[[ PROVIDED DATA, beginning ]]
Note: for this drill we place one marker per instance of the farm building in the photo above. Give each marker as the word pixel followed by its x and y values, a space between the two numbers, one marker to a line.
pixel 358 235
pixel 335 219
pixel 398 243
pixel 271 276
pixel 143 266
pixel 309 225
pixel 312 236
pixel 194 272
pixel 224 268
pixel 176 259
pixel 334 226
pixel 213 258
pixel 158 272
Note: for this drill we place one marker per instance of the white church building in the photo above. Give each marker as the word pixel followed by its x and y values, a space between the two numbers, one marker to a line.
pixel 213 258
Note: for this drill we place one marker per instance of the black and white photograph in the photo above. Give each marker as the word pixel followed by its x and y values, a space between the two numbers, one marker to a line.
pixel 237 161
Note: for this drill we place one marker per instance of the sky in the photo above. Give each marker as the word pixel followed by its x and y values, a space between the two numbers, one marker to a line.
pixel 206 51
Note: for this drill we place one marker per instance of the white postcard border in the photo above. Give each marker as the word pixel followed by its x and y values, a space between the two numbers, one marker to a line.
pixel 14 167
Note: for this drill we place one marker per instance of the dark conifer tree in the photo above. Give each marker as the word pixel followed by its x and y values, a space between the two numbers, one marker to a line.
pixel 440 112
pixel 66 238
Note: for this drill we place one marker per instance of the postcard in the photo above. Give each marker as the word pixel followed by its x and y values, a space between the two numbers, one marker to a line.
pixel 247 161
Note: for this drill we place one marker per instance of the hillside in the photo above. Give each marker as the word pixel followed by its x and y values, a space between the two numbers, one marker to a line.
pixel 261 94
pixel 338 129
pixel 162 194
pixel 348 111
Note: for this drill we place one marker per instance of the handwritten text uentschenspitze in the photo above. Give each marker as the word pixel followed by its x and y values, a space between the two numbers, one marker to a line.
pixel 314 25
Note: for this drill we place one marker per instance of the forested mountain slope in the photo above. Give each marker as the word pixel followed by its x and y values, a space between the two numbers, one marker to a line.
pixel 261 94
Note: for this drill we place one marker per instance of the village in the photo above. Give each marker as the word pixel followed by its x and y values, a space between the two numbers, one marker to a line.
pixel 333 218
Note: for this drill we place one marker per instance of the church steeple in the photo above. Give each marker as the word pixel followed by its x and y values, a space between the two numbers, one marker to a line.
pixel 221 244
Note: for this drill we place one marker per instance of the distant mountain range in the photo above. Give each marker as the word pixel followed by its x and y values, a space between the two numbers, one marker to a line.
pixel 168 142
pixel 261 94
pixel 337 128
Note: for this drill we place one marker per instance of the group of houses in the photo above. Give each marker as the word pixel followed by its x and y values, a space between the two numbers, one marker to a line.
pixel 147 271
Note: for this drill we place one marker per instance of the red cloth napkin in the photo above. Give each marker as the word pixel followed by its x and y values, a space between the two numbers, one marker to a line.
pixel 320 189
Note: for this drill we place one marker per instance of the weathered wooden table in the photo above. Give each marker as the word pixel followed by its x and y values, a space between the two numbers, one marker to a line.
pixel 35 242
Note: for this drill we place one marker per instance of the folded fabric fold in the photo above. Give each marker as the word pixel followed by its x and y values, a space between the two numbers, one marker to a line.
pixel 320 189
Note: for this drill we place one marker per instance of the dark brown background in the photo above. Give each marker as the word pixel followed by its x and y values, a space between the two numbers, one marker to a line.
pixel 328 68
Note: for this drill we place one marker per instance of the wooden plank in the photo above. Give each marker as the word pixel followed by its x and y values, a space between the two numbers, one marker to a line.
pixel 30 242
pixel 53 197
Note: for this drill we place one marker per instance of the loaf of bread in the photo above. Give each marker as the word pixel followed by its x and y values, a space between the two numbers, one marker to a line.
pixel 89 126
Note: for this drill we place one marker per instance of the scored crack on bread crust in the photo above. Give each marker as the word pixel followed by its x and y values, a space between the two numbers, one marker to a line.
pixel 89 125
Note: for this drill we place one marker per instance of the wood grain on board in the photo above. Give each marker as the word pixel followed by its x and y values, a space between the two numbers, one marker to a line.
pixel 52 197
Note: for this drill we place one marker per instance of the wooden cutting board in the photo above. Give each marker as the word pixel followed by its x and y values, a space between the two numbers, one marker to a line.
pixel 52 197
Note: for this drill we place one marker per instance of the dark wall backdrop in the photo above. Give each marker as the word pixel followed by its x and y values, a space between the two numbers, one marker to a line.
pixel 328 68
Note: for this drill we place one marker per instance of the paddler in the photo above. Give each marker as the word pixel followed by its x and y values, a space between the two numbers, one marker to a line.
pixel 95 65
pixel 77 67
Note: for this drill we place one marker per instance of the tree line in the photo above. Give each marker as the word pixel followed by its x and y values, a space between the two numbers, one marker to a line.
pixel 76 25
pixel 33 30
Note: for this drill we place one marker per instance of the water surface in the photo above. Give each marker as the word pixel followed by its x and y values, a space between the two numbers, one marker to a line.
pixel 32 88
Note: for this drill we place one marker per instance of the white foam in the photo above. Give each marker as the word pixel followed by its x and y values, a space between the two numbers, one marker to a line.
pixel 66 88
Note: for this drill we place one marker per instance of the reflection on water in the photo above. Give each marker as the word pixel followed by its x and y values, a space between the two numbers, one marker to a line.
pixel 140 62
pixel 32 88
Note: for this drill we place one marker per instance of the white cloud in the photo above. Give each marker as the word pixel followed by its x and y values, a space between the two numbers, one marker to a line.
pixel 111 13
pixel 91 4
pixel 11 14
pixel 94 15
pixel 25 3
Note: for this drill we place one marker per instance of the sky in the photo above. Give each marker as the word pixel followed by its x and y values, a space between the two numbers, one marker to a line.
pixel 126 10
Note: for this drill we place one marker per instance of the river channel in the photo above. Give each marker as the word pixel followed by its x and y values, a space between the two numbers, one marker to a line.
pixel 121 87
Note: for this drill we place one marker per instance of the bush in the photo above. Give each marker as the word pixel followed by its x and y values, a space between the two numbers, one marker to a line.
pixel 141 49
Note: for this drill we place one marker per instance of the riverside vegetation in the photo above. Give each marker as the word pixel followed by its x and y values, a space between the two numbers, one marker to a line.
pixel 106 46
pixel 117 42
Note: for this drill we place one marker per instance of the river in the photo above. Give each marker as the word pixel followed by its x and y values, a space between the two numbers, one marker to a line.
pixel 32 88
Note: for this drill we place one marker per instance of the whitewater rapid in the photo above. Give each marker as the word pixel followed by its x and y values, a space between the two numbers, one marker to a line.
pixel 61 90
[[ PROVIDED DATA, end ]]
Transcribe the full set of records without altering a single character.

Note: for this drill we place one marker per instance of the farm building in the photo above. Give each marker as the word pixel followed by its x and y values, a space between the two numbers, one marker to a line.
pixel 358 235
pixel 335 219
pixel 398 243
pixel 271 276
pixel 143 266
pixel 309 225
pixel 312 236
pixel 194 272
pixel 224 268
pixel 176 259
pixel 334 226
pixel 213 258
pixel 158 272
Note: for this drill we place one marker per instance of the white church building in the photo above. Give each marker as the word pixel followed by its x and y values, a space between the two numbers, one marker to a line.
pixel 213 258
Note: for this drill we place one marker per instance of the black and white photograph in the photo above. Give each marker as the word pixel followed by its x and y values, a space between the two numbers, one marker to a line.
pixel 237 161
Note: for this drill we place one marker per instance of the sky in the photo above. Give each marker as the word pixel followed by its x and y values, a space between the two numbers, one marker to a line.
pixel 206 51
Note: for this drill we place one marker per instance of the white postcard border in the photo above. Give each marker as the word pixel followed by its x and y values, a space between the two numbers, one marker to a line.
pixel 14 167
Note: for this drill we place one marker per instance of the dark conifer tree in the photo above. Give each marker as the word pixel followed by its x and y values, a space between the two numbers, one marker to a line.
pixel 440 112
pixel 66 238
Note: for this drill we place one marker per instance of the postcard in the photo above. Give each marker as the word pixel followed by its x and y values, a space between the two numbers, one marker to a line.
pixel 247 161
Note: for this drill we place one marker per instance of the hillside in the photo above. Give each marker as the word pixel followed by its x and y values, a space between the two numbers, one marker to a line.
pixel 261 94
pixel 338 129
pixel 162 194
pixel 348 111
Note: for this drill we place one marker per instance of the handwritten text uentschenspitze in the photo above. Give each marker as the word pixel followed by its x and y values, a space between the two numbers, one marker to a line.
pixel 314 25
Note: for this drill we place one marker per instance of the forested mountain slope in the photo above. Give each marker as the word pixel followed by its x and y values, a space between the two numbers, one marker to a line.
pixel 261 94
Note: for this drill we place one marker per instance of the village in the photo above. Give each marker as the word pixel followed by its x and y values, a space between the two numbers, one marker to a line.
pixel 333 218
Note: for this drill we place one marker per instance of the church steeple in the photo above. Give each marker as the word pixel followed by its x and y values, a space between the two numbers, one marker to a line.
pixel 221 244
Note: for this drill we place one marker per instance of the distant mountain range in the photo above. Give each marker as the word pixel followed by its x and y values, a space between the two numbers, one marker to a line.
pixel 168 142
pixel 261 94
pixel 337 128
Note: for this drill we place one marker per instance of the group of houses in the photo above. Give each marker as the word pixel followed by its x and y values, a space between the two numbers, one marker to a line.
pixel 147 271
Note: for this drill we place one marker per instance of the red cloth napkin in the photo above. Give each marker as the word pixel followed by its x and y values, a space between the two numbers, one marker to a line.
pixel 320 189
Note: for this drill we place one marker per instance of the weathered wooden table in the photo above. Give each marker as the word pixel followed by its x and y values, a space between the two numbers, one marker to a line.
pixel 35 242
Note: for this drill we place one marker per instance of the folded fabric fold in the photo above. Give each marker as the word pixel followed by its x and y values, a space between the two numbers, one marker to a line.
pixel 320 189
Note: for this drill we place one marker per instance of the dark brown background in the photo above. Give each marker as the word pixel followed by its x and y values, a space between the two numbers, one marker to a line.
pixel 328 68
Note: for this drill we place one marker per instance of the wooden plank in the photo above. Give each marker as the word pixel followed by its x and y values, a space between the two numbers, one marker to a line.
pixel 30 242
pixel 53 197
Note: for this drill we place one marker per instance of the loaf of bread in the photo above. Give each marker as the word pixel followed by its x and y values, a space between the two numbers, one marker to a line.
pixel 89 126
Note: for this drill we place one marker per instance of the scored crack on bread crust in the photo above. Give each marker as the word pixel followed by its x and y values, a space between the two numbers, one marker to a line.
pixel 89 125
Note: for this drill we place one marker per instance of the wood grain on board in the photo above. Give each marker as the word pixel followed by its x and y values, a space between the two numbers, one marker to a line.
pixel 52 197
Note: for this drill we place one marker per instance of the wooden cutting board in the photo above. Give each marker as the word pixel followed by its x and y values, a space between the two numbers, one marker to a line.
pixel 52 197
Note: for this drill we place one marker per instance of the dark wall backdrop in the photo above. Give each marker as the word pixel followed by its x and y values, a space between the two numbers, one marker to a line.
pixel 328 68
Note: for this drill we place one marker per instance of the paddler in the photo above. Give each marker as the word pixel followed by its x and y values, a space between the two numbers, one marker to a line.
pixel 95 65
pixel 77 67
Note: for this drill we place one marker per instance of the tree line in the photo above. Give each marker as the word pixel followed by its x and y values, a space between the two numbers, one marker to a line.
pixel 76 25
pixel 33 30
Note: for this drill we place one marker per instance of the water surface in the photo above. Give each marker as the word pixel followed by its x and y values, a space between the two numbers, one marker to a line.
pixel 32 88
Note: for this drill we place one marker per instance of the white foam in the photo above. Give each marker as the word pixel followed by its x and y values, a space between the two numbers, one marker to a line.
pixel 66 88
Note: for this drill we place one marker per instance of the reflection on water in the photo above. Give each marker as the word pixel followed by its x and y values, a space between the two numbers, one marker to a line.
pixel 140 62
pixel 32 88
Note: for this drill we place one marker per instance of the white cloud in the photo above. Give each marker as the word pixel followed by its x and y values, a space between the two numbers, one marker to a line.
pixel 111 13
pixel 91 4
pixel 11 14
pixel 94 15
pixel 25 3
Note: for this drill we place one marker per instance of the sky in the photo above. Give each marker as the word pixel followed by its x and y values, a space between the two numbers, one marker to a line.
pixel 126 10
Note: for this drill we place one marker per instance of the river channel in the photo above. Give each marker as the word pixel followed by its x and y values, a space between the two numbers, one marker to a line.
pixel 121 87
Note: for this drill we place one marker per instance of the bush in the photo above. Give each marker as the word pixel followed by its x and y values, a space between the two numbers, one marker to a line.
pixel 141 49
Note: for this drill we place one marker per instance of the riverside vegetation in the photo above. Give each marker as the word pixel followed by its x and y values, a space between the two numbers, one marker to a line.
pixel 106 46
pixel 117 42
Note: for this drill we place one marker per instance of the river in the photo above. Give each marker as the word pixel followed by its x and y values, a space between the two numbers, one marker to a line.
pixel 32 88
Note: for this drill we place one marker per instance of the whitewater rapid in the photo above. Give each marker as the word pixel followed by its x and y values, a space between the two numbers, one marker to a line.
pixel 61 90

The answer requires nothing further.